> [Tugas 1] Tuliskan ulang baris-baris data, mulai dari baris yang memuat "Segment woman with" hingga baris terakhir data (keduanya termasuk), sebagai tabel Markdown dengan kolom "No" dan "Isi". Baris kosong tidak dimasukkan.

Penerapan sertifikasi sebagai salah satu syarat pernikahan ditegaskan Kementerian Agama (Kemanag) Berau baru sebatas wacana.
TANJUNG REDEB–Kapala Kemanag Berau Sulaiman menuturkan, hal tersebut memang menjadi program yang akan digagas Menteri Bidang Pembangunan Manusia dan Kebudayaan (Menko PMK).
“Kalau dari Kemenag bahasanya bukan sertifikasi, tapi masih bimbingan perkawainan kepada calon pengantin,” ujarnya kepada Berau Post (jaringan Kaltim Post Group).
Sulaiman menerangkan, sebelumnya bimbingan pernikahan yang diberikan kepada calon istri dan suami hanya ada di kantor urusan agama (KUA). Untuk bimbingan pernikahan, lanjut dia, ditingkatkan kembali dengan sebutan bimbingan pra-nikah yang dilaksanakan Kemenag.
“Saat ini sudah melaksanakan itu. Bimbingan pra-nikah yang diberikan KUA satu hari, dari kami ditambah menjadi dua hari. Bertujuan pemantapan dari sisi kualitas calon pengantin, dalam memahami masalah-masalah rumah tangga,” paparnya.

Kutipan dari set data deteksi
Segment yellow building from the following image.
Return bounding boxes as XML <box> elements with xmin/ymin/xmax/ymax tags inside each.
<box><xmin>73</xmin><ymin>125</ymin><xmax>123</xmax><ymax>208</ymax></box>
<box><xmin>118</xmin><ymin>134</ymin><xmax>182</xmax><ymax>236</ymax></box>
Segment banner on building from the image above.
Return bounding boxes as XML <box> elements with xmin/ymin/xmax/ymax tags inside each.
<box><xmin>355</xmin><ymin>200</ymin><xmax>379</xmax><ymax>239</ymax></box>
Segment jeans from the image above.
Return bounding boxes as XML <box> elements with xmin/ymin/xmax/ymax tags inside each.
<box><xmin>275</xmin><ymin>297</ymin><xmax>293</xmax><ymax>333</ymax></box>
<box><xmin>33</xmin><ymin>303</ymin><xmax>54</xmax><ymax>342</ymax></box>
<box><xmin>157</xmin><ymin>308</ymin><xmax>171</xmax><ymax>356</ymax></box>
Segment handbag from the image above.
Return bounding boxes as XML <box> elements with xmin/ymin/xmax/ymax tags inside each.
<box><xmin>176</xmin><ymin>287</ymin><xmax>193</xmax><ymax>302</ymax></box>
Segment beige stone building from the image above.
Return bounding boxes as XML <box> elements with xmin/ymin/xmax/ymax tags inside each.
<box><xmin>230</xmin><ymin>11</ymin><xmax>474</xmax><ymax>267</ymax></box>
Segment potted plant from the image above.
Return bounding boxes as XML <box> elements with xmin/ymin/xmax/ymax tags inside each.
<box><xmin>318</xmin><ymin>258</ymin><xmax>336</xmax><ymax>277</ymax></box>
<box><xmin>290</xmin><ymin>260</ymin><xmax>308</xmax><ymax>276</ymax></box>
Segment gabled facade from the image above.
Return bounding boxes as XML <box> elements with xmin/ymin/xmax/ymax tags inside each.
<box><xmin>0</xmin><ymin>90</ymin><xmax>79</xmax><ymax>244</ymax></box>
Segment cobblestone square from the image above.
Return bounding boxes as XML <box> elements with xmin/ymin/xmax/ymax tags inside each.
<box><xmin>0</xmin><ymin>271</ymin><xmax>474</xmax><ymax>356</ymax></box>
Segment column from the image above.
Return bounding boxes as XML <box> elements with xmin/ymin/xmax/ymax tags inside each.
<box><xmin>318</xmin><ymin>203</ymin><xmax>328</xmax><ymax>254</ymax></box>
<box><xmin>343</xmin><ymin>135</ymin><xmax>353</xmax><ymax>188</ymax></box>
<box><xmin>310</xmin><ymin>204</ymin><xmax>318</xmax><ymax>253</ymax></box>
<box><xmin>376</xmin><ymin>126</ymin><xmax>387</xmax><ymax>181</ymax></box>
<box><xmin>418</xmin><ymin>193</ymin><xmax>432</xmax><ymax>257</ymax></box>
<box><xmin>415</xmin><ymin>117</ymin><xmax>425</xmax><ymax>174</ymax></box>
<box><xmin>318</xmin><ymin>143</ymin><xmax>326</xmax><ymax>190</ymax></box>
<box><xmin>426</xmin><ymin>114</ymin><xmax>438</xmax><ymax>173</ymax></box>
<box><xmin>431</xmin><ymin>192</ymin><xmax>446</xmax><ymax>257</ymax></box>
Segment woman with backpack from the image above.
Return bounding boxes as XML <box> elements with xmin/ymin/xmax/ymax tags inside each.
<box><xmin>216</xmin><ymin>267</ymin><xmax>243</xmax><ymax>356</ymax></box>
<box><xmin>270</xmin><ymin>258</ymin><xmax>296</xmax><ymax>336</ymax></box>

> [Tugas 2] Sebutkan semua instansi pemerintah dan media yang disebut namanya dalam artikel tentang bimbingan pra-nikah.

> [Jawaban tertulis 1]
| No | Isi |
|---|---|
| 1 | Segment woman with backpack from the image above. |
| 2 | Return bounding boxes as XML <box> elements with xmin/ymin/xmax/ymax tags inside each. |
| 3 | <box><xmin>216</xmin><ymin>267</ymin><xmax>243</xmax><ymax>356</ymax></box> |
| 4 | <box><xmin>270</xmin><ymin>258</ymin><xmax>296</xmax><ymax>336</ymax></box> |

> [Jawaban tertulis 2]
- Kementerian Agama Berau
- Menteri Bidang Pembangunan Manusia dan Kebudayaan (Menko PMK)
- Berau Post
- Kaltim Post Group
- Kantor urusan agama (KUA)